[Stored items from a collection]
>>
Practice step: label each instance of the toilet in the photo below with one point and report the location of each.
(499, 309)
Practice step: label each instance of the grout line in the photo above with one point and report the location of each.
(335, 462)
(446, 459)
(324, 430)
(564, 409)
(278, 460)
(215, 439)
<<
> **Try it**
The answer should be exactly the lines from the one that contains "Practice step: label each instance of the grout" through the end of the entries, both ends included, and nothing besides.

> **Solved exercise**
Practice step: label each instance of the grout line in the photo above with one point and report the location of each.
(335, 462)
(446, 459)
(324, 430)
(564, 409)
(278, 460)
(215, 439)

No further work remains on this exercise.